- [GIVEN PASSAGE]:
★ ★ ★ ★ ★

With regard to the first paragraph in this extract, we shall only remark that, whereas it is observed that Mr. Daubeny, as has been already shewn, adheres to those views of faith and justification which are to be found in king Henry's book,' that a very singular coincidence is observable between Gardiner's letter, Harding's reply, and Mr. Daubeny's pages,'-the evidence of the truth of these assertions is not so fully laid before us, as to carry any great satisfaction to our minds along with it. It consists of a few short expressions from Gardiner; but there is nothing produced from Harding, nor any thing from Mr. Daubeny, by the comparison of which the resemblance might be ascertained. And yet upon so slender and slovenly a proof Mr. D. is to bear all the prejudice and the odium which may be brought upon him by the charge of symbolizing with papists.

The next paragraph makes us cry out with the poet :

O rus! quando ego te aspiciam ? quandoque licebit
Nunc veterum libris, nunc somno et inertibus horis,
Ducere solicitæ jucunda oblivia vitæ ?'

Upon summing up the account, we see that there are six principal matters contained in it, and they are all important errors. We do not mean that they are all errors belonging to the Candid Examiner; nor yet, notwithstanding the confident assertions of that writer, are they all errors of Mr. Daubeny. The two gentlemen, we believe, divide the blame pretty equally between them. But what we wish to observe is, that the public is the sufferer; that the six errors, whencesoever they may have come, have been let loose to roam abroad, and to do their work of evil. It is our earnest desire, that if such facts will not make authors more circumspect, they may produce in readers a determination to have nothing to do with such controversialists, to leave them to fight it out by themselves, or at least may generate a salutary distrust and caution in the reception of their authorities and arguments.

★ ★ ★ ★ ★

- [SET TASK A]:
In the passage on Mr. Daubeny, set down the text between "Upon summing up" and "authorities and arguments.", inclusive.
- [SET TASK B]:
According to the passage on Mr. Daubeny, how many principal matters does the account contain?

★ ★ ★ ★ ★

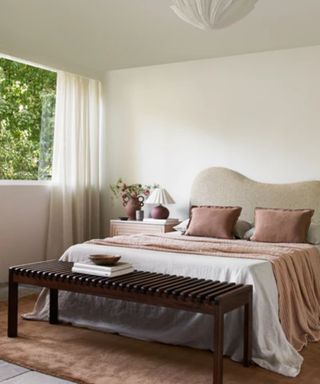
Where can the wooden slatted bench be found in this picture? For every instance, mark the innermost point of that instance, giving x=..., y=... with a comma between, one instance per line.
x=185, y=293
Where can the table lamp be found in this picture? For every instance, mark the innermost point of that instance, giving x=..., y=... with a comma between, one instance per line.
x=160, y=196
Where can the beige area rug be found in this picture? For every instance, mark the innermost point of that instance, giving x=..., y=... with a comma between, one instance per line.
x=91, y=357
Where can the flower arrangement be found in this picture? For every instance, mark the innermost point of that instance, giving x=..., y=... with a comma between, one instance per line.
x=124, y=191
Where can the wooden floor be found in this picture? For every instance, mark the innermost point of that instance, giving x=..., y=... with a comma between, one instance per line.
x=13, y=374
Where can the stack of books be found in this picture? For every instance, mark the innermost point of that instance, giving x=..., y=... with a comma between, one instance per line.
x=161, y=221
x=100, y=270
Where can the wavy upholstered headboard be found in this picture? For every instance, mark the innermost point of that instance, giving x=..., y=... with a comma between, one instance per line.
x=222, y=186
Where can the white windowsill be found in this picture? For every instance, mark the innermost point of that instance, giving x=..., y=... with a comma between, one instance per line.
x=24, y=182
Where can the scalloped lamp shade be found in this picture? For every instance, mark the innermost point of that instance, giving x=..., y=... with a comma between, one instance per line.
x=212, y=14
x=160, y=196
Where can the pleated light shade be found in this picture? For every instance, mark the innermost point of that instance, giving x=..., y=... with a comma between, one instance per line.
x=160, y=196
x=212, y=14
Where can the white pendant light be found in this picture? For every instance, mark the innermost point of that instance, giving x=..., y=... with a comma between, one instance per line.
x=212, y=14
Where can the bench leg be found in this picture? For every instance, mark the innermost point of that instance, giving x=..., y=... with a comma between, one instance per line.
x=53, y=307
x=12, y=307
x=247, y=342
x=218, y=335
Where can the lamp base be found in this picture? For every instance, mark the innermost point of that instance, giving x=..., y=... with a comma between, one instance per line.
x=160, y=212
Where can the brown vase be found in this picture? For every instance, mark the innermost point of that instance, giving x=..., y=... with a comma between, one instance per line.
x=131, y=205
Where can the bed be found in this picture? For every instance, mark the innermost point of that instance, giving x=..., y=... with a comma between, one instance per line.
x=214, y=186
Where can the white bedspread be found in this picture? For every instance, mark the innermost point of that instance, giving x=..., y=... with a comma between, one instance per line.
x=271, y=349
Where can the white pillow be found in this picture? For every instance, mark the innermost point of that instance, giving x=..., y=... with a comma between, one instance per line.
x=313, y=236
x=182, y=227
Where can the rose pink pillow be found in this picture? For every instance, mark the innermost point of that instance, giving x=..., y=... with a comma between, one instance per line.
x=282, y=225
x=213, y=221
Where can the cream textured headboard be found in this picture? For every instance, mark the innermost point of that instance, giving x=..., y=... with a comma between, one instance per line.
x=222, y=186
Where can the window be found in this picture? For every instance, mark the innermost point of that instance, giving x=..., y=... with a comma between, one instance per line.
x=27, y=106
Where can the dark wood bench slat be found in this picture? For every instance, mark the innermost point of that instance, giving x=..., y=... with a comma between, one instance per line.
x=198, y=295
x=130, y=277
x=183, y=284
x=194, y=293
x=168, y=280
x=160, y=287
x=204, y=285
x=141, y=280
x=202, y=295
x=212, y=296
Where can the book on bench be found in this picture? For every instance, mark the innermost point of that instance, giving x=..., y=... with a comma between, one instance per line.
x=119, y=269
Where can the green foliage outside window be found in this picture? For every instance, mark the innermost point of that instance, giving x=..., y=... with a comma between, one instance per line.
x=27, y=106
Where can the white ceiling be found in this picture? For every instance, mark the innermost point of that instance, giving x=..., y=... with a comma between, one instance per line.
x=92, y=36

★ ★ ★ ★ ★

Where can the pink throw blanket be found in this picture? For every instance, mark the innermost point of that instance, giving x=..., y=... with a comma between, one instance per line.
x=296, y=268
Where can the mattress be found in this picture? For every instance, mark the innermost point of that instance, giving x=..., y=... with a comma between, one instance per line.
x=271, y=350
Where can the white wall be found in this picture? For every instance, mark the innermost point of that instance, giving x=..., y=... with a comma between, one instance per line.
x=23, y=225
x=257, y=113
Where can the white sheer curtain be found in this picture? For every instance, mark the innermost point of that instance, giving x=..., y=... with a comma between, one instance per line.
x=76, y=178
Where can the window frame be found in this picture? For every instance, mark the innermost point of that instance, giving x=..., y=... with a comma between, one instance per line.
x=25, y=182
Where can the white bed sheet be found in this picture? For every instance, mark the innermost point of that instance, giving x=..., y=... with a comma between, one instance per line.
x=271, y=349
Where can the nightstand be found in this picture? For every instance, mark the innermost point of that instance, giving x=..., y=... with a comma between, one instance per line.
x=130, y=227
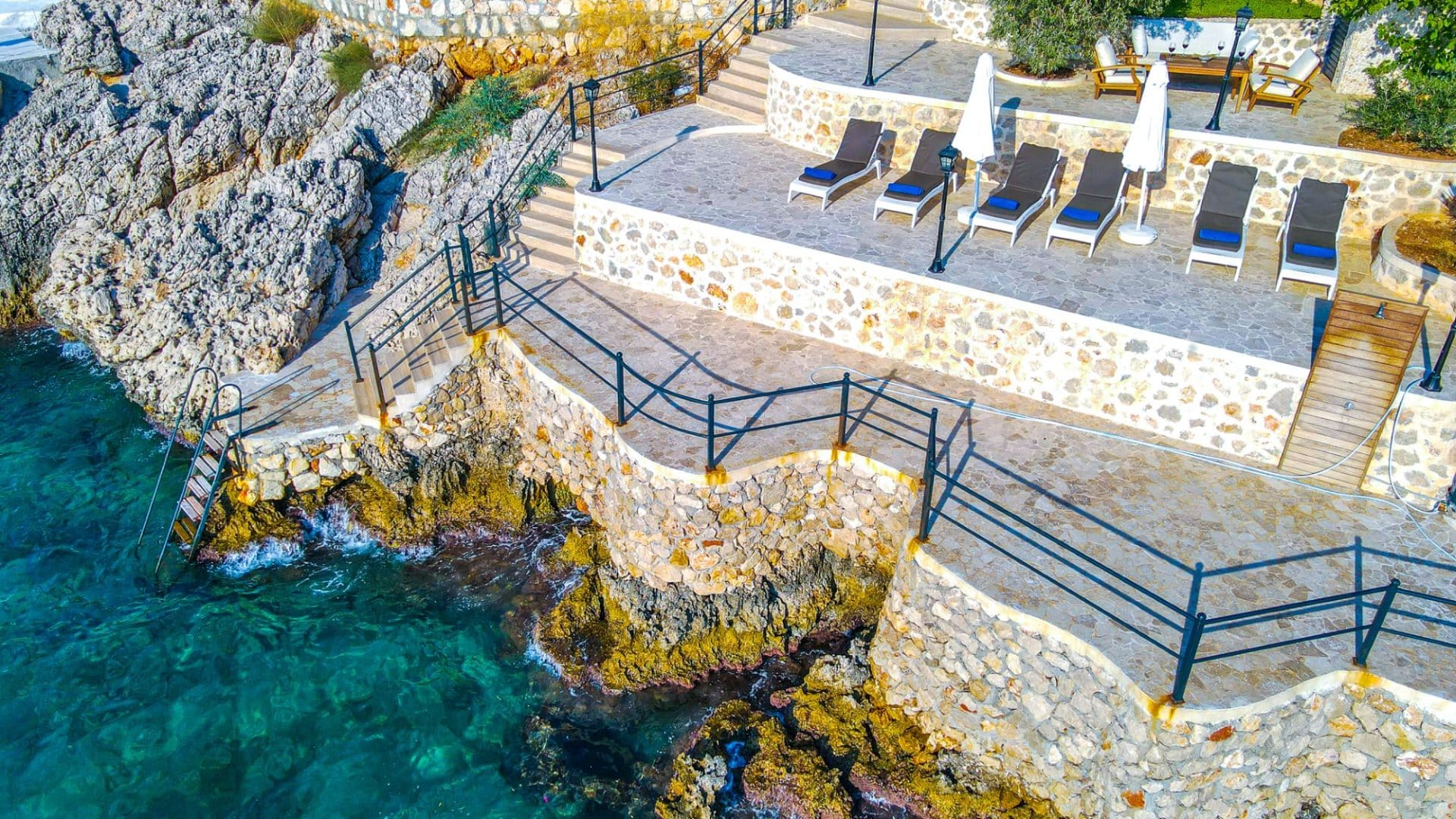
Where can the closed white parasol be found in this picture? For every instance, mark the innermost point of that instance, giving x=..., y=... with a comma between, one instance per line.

★ ★ ★ ★ ★

- [EXPECTED OUTPUT A]:
Upon summing up the account, we see that there are six principal matters contained in it, and they are all important errors. We do not mean that they are all errors belonging to the Candid Examiner; nor yet, notwithstanding the confident assertions of that writer, are they all errors of Mr. Daubeny. The two gentlemen, we believe, divide the blame pretty equally between them. But what we wish to observe is, that the public is the sufferer; that the six errors, whencesoever they may have come, have been let loose to roam abroad, and to do their work of evil. It is our earnest desire, that if such facts will not make authors more circumspect, they may produce in readers a determination to have nothing to do with such controversialists, to leave them to fight it out by themselves, or at least may generate a salutary distrust and caution in the reception of their authorities and arguments.

- [EXPECTED OUTPUT B]:
Six, and all of them are important errors.